Start of Excerpt provided

Last year the scholarship faced financial trouble, and this year the number of students receiving the scholarship is on the rise.
Paul Turman, the Board of Regents assistant vice president of academic affairs, said half of the scholarship’s proceeds come from a cement trust fund that is tied into the stock market, and only set up to stand if the market gains. When the stock market turned, the scholarship’s future was in jeopardy.
“This year, the state legislature had to pull $2 million from the general fund to keep the program going,” Turman said.
With funding available, the scholarship is able to support South Dakota students.
The scholarship is for South Dakota high school students or residents who are attending one of 16 accredited institutions, including private and technical institutions, Turman said.
“The students who receive the scholarship must have completed a rigorous high school curriculum and had a C or higher in all of the courses,” Turman said.
However, those are not the only two requirements.
“Students must also have received a 3.0 cumulative GPA and received a 24 overall on their ACT,” said Matt Aschenbrener, assistant vice president of student affairs.
Students who meet these requirements receive $1,000 their freshman, sophomore and junior years, and $2,000 their senior year, Aschenbrener said.
More students than ever are receiving the Opportunity Scholarship.
Turman said a total of 3,383 students received the scholarship this year compared to last year’s total of 3,274. He said the number of new students receiving the scholarship is at an all time high of 1,176.
“An average of 40 percent of the students in the program attend SDSU,” Aschenbrener said.
Jerry Jorgensen, dean of the College of Arts and Sciences and professor, said 1,345 students at SDSU received the scholarship so far this year. She said 1,318 students had the scholarship last year.

End of Excerpt provided
Start of Extracted information

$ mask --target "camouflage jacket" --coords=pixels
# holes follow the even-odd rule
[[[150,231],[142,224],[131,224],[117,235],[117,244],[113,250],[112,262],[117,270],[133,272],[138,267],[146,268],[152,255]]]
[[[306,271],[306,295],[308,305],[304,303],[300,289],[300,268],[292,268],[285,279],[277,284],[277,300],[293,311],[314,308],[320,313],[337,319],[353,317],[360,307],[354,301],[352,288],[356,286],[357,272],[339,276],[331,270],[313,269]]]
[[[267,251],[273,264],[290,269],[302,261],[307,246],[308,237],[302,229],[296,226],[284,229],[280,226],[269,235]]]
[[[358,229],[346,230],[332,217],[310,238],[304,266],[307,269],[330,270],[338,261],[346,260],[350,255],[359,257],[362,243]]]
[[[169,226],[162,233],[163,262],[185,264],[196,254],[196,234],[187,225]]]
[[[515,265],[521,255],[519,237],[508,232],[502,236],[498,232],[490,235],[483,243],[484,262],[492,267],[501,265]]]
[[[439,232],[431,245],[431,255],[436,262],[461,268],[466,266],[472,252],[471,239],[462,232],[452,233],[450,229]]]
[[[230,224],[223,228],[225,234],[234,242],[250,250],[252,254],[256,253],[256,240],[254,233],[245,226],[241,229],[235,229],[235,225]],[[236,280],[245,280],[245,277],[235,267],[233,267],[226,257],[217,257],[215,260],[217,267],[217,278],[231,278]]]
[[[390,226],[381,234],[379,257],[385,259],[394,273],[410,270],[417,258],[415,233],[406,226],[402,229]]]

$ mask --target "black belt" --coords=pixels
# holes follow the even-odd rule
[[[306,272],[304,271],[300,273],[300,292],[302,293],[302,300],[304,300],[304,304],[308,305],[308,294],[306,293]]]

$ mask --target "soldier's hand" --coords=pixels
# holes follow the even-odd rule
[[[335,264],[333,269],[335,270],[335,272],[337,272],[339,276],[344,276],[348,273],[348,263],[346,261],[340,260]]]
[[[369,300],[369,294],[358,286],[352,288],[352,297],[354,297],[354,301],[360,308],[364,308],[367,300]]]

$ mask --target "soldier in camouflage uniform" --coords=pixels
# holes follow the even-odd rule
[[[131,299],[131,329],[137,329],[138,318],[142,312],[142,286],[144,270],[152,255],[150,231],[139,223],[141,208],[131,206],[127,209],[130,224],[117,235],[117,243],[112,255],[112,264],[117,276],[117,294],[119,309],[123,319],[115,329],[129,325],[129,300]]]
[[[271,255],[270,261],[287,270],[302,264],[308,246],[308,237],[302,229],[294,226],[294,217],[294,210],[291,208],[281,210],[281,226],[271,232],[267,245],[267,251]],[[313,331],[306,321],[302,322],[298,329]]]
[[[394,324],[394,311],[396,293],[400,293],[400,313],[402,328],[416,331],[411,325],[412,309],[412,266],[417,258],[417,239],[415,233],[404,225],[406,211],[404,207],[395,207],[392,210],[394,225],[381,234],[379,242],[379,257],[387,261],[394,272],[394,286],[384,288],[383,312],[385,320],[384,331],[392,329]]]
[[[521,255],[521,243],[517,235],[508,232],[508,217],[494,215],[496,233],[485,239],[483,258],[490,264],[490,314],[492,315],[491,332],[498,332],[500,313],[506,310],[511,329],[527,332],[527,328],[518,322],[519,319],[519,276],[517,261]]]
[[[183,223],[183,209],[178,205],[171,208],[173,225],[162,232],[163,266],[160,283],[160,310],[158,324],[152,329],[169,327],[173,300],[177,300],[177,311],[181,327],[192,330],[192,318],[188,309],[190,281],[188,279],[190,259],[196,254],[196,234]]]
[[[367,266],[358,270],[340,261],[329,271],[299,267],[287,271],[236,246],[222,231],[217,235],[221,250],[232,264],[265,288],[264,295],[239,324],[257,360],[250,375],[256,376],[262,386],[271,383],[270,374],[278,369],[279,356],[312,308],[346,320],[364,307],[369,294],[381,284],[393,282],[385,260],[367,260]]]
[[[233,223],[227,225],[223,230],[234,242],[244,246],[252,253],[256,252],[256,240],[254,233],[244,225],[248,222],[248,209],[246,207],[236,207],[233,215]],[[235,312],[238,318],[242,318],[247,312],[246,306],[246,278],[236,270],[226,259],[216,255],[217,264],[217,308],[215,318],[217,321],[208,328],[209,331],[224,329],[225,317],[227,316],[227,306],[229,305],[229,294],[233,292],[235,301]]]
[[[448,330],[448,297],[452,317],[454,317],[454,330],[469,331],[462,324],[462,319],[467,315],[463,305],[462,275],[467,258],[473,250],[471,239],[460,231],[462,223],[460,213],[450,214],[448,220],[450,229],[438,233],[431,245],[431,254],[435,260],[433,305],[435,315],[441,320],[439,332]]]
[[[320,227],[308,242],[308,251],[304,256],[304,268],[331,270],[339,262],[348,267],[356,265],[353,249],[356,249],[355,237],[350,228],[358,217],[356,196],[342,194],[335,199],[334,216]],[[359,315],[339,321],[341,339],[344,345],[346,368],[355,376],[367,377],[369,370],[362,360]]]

End of Extracted information

What to do: Please extend the Opportunity Scholarship article, starting after its last sentence. The listing has nothing to do with the article about South Dakota's Opportunity Scholarship.

Answer space:
Once in college, students must still meet certain requirements to keep the scholarship.
Students must maintain a 3.0 overall GPA after their first semester and take 30 credit hours each year, Aschenbrener said.
Some students who did not meet the requirements for the scholarship feel the financial loss when they reach college.
Tricia Hofeldt, a sophomore pre-veterinarian student, said she took all the required classes in high school, never had below a C, and maintained a 3.0 cumulative GPA.
“I received a 22 on my ACT,” said Tricia Hofeldt. “I wish I would have taken it again and gotten a higher score.”
Hofeldt said she thinks receiving the scholarship would have helped her tremendously.
Students who did fulfill the requirements appreciate the benefits the scholarship has to offer.
“The scholarship is a nice reward for students who worked hard in high school to qualify, and don’t really get any other financial support from the government,” said Corena Johnson, a junior pharmacy student.
She said the scholarship has opened financial doors for her that otherwise may not have been opened.
“The Opportunity Scholarship helped alleviate some of the financial stress that comes with college,” Johnson said.
She said she feels she works just as hard in college as she did before.
“I study more and work harder in college to maintain the requirements for the scholarship,” Johnson said.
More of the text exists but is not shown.